EXCERPTED PASSAGE:
────
An Introduction to Test::MockDBI

Jul 21, 2005 by Mark Leighton Fisher

Prelude

How do you test DBI programs:

Without having to modify your current program code or environment settings?
Without having to set up multiple test databases?
Without separating your test data from your test code?
With tests for every bizarre value your program will ever have to face?
With complete control over all database return values, along with all DBI method return values?
With an easy, regex-based rules interface?

You test with Test::MockDBI, that’s how. Test::MockDBI provides all of this by using Test::MockObject::Extends to mock up the entire DBI API. Without a solution like Test::MockDBI–a solution that enables direct manipulation of the DBI–you’ll have to trace DBI methods through a series of test databases.

You can make test databases work, but:

You’ll need multiple (perhaps many) databases when you need multiple sets of mutually inconsistent values for complete test coverage.
Some DBI failure modes are impossible to generate through any test database.
Depending on the database toolset available, it may be difficult to insert all necessary test values–for example, Unicode values in ASCII applications, or bizarre file types in a document-manager application.
Test databases, by definition, are separate from their corresponding test code. This increases the chance that the test code and the test data will fall out of sync with each other.

Using Test::MockDBI avoids these problems. Read on to learn how Test::MockDBI eases the job of testing DBI applications.

A Mock Up of the Entire DBI

Test::MockDBI mocks up the entire DBI API by using Test::MockObject::Extends to substitute a Test::MockObject::Extends object in place of the DBI. A feature of this approach is that if the DBI API changes (and you use that change), you will notice during testing if you haven’t upgraded Test::MockDBI, as your program will complain about missing DBI API method(s).

Mocking up the entire DBI means that you can add the DBI testing code into an existing application without changing the initial application code–using Test::MockDBI is entirely transparent to the rest of your application, as it neither knows nor cares that it’s using Test::MockDBI in place of the DBI. This property of transparency is what drove me to develop Test::MockDBI, as it meant I could add the Test::MockDBI DBI testing code to existing client applications without modifying the existing code (handy, for us consultants).

Further enhancing Test::MockDBI’s transparency is the DBI testing type class value. Testing is only enabled when the DBI testing type is non-zero, so you can just leave the DBI testing code additions in your production code–users will not even know about your DBI testing code unless you tell them.

Mocking up the entire DBI also means that you have complete control of the DBI’s behavior during testing. Often, you can simulate a SELECT DBI transaction with a simple state machine that returns just a few rows from the (mocked up) database. Test::MockDBI lets you use a CODEREF to supply database return values, so you can easily put a simple state machine into the CODEREF to supply the necessary database values for testing. You could even put a delay loop into the CODEREF when you need to perform speed tests on your code.
────
WHAT YOU WILL DO:
1: Condense the paragraph of the Test::MockDBI article that begins "Mocking up the entire DBI also means" into a short bulleted list that keeps its main facts.
2: In the Test::MockDBI article, write out the stretch from "Depending on the" through "with each other." again, changing "document-manager application" to "media-library application".
3: Carry the Test::MockDBI article forward past its final sentence.

SOURCE DATA:
────
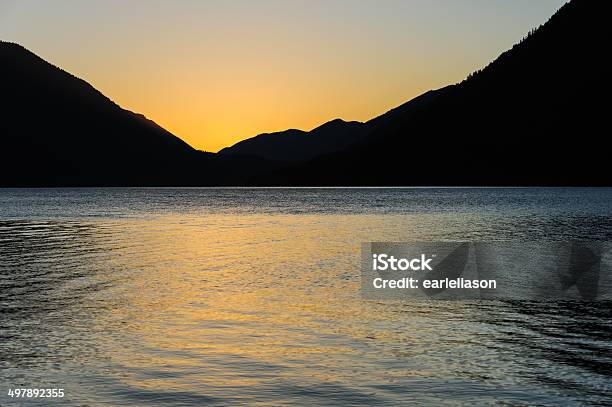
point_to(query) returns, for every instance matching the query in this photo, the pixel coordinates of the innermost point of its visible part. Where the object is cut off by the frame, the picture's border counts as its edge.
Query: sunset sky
(216, 72)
────
RESPONSES TO THE EXERCISE:
1:
- Mocking up the entire DBI gives you complete control of the DBI's behavior during testing.
- A SELECT DBI transaction can often be simulated with a simple state machine that returns a few rows from the mocked-up database.
- Test::MockDBI lets you use a CODEREF to supply database return values, so such a state machine can be placed inside the CODEREF.
- A delay loop can also go into the CODEREF when you need to run speed tests on your code.

2:
Depending on the database toolset available, it may be difficult to insert all necessary test values–for example, Unicode values in ASCII applications, or bizarre file types in a media-library application.
Test databases, by definition, are separate from their corresponding test code. This increases the chance that the test code and the test data will fall out of sync with each other.

3:
Rules-Based DBI Testing

You control the mocked-up DBI of Test::MockDBI with one or more rules that you insert as Test::MockDBI method calls into your program. The default DBI method values provided by Test::MockDBI make the database appear to have a hole in the bottom of it–all method calls return OK, but you can’t get any data out of the database. Rules for DBI methods that return database values (the fetch*() and select*() methods) can use either a value that they return directly for matching method calls, or a CODEREF called to provide a value each time that rule fires. A rule matches when its DBI testing type is the current testing type and the current SQL matches the rule’s regular expression. Rules fire in the order in which you declare them, so usually you want to order your rules from most-specific to least-specific.

The DBI testing type is an unsigned integer matching /^d+$/. When the DBI testing type is zero, there will be no DBI testing (or at least, no mocked-up DBI testing) performed, and the program will use the DBI normally. A zero DBI testing type value in a rule means the rule could fire for any non-zero DBI testing type value–that is, zero is the wildcard DBI testing type value for rules. Set the DBI testing type either by a first command-line argument of the form:

--dbitest[=DTT]

where the optional DTT is the DBI testing type (defaulting to one), or through Test::MockDBI’s set_dbi_test_type() method. Setting the DBI testing type through a first command-line argument has the advantage of requiring no modifications to the code under test, as this command-line processing is done so early (during BEGIN time for Test::MockDBI) that the code under test should be ignorant of whether this processing ever happened.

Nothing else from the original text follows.